*** Opening DATA UNDER STUDY ***

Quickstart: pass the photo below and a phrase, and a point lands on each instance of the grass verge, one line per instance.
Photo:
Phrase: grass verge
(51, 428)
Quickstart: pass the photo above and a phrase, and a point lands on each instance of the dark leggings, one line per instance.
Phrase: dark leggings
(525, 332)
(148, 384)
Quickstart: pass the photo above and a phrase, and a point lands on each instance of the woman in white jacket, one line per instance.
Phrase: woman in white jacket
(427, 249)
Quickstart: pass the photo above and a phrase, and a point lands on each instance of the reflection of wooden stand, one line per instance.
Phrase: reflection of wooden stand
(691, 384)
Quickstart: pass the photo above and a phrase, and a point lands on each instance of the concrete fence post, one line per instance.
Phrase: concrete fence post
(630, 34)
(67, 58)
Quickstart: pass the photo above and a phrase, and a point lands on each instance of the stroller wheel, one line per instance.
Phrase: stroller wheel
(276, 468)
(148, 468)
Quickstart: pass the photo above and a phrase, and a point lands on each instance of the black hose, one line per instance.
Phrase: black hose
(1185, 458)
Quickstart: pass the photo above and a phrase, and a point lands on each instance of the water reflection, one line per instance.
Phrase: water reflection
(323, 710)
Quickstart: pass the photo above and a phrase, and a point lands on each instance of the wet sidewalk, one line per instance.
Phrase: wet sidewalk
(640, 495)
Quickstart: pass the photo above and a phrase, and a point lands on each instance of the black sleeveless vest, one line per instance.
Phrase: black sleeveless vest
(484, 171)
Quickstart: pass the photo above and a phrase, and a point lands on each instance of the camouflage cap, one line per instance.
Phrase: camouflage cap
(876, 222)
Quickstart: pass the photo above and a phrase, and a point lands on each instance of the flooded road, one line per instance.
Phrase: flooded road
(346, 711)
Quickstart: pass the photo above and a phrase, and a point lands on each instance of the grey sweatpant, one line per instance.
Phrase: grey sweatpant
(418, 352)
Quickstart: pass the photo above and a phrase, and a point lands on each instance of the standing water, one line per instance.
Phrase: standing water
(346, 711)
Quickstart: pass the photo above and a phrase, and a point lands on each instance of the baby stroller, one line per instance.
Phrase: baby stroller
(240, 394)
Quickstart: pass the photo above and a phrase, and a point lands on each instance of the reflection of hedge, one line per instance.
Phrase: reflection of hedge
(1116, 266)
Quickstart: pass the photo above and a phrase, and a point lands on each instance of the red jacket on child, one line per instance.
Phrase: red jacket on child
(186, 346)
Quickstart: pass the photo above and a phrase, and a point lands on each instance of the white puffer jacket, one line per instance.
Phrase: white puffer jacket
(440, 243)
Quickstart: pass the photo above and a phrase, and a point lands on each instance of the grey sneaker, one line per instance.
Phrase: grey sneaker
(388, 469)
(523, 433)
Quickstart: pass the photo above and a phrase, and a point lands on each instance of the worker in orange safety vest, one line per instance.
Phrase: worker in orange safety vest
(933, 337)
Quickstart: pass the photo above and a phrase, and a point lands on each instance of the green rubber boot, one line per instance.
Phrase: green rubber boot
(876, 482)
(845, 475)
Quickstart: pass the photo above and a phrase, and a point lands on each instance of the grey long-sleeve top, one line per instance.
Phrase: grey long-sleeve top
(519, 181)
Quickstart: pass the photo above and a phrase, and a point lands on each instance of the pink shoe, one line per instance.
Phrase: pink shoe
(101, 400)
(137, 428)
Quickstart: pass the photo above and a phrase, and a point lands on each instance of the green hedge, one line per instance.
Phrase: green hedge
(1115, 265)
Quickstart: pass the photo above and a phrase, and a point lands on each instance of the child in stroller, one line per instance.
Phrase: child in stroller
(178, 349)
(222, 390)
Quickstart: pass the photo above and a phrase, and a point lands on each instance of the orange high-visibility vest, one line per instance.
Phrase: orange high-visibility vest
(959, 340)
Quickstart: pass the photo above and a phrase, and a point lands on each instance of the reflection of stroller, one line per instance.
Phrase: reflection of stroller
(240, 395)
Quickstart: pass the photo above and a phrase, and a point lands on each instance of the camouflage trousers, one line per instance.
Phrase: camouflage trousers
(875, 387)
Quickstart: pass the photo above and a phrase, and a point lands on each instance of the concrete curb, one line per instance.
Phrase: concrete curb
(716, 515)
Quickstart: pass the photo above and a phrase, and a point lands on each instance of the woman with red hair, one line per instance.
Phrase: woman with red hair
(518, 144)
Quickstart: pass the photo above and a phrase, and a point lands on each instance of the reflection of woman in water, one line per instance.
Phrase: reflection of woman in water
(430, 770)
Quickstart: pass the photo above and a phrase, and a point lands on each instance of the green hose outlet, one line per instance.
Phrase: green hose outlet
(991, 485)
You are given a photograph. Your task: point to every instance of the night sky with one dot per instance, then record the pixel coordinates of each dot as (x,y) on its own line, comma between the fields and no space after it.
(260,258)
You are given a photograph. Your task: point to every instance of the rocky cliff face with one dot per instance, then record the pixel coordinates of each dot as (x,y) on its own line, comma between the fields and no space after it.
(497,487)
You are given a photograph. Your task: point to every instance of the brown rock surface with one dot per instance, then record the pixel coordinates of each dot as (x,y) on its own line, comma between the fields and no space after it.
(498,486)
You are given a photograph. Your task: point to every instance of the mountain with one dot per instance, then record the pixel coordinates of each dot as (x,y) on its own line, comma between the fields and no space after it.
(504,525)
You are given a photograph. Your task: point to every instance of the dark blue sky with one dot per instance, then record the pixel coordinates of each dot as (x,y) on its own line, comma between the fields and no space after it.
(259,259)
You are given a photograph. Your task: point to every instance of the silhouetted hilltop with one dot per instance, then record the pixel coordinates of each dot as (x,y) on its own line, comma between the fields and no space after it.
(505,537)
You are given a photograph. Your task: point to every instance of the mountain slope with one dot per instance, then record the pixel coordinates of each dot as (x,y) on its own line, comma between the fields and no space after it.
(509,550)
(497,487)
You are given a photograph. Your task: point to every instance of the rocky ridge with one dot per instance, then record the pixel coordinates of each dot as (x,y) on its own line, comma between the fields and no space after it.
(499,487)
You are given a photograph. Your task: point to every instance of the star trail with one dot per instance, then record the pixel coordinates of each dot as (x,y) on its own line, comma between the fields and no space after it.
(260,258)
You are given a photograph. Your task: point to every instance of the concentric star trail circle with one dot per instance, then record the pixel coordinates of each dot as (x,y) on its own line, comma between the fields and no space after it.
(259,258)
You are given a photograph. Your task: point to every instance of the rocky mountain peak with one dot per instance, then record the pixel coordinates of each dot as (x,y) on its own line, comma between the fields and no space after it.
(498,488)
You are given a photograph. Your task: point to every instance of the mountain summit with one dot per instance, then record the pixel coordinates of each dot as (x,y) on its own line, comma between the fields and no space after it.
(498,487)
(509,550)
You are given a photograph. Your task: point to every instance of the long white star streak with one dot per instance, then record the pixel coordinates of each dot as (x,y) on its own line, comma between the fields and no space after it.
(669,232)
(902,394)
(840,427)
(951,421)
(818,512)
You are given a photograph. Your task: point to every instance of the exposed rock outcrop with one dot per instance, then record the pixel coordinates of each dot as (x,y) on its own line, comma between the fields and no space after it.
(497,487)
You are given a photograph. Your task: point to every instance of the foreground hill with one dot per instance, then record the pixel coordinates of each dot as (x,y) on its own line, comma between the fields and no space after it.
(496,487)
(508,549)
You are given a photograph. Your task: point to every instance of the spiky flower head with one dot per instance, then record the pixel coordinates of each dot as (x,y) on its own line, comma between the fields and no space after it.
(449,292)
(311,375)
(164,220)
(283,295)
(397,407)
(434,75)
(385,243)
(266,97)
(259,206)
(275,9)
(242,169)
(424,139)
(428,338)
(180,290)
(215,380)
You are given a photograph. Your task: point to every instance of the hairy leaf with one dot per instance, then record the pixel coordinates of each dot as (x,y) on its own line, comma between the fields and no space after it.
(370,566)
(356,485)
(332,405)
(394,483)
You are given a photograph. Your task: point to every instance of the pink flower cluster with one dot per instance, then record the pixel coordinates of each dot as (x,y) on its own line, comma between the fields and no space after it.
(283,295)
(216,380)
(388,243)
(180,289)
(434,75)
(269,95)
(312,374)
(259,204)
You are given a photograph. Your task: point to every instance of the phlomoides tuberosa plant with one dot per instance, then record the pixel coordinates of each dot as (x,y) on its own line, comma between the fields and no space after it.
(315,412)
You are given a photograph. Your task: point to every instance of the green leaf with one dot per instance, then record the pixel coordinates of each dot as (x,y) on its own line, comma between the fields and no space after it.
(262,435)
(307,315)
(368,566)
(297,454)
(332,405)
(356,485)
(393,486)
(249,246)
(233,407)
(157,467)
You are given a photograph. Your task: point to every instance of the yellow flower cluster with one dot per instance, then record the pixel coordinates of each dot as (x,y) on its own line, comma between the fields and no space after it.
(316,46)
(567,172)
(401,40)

*** Closing DATA UNDER STUDY ***

▸ **INSTRUCTIONS TO FOLLOW**
Reproduce exactly the lines from the one containing "of the yellow" through the last line of the records above, including both, and nothing else.

▸ **SOLUTION FOR THIS PROBLEM**
You are given a photograph. Your task: point to every instance of the yellow flower cluster with one dot per instance, then record the pixel coordinates of each dot as (x,y) on its own line, comma between the fields and no space after it.
(316,46)
(567,172)
(401,40)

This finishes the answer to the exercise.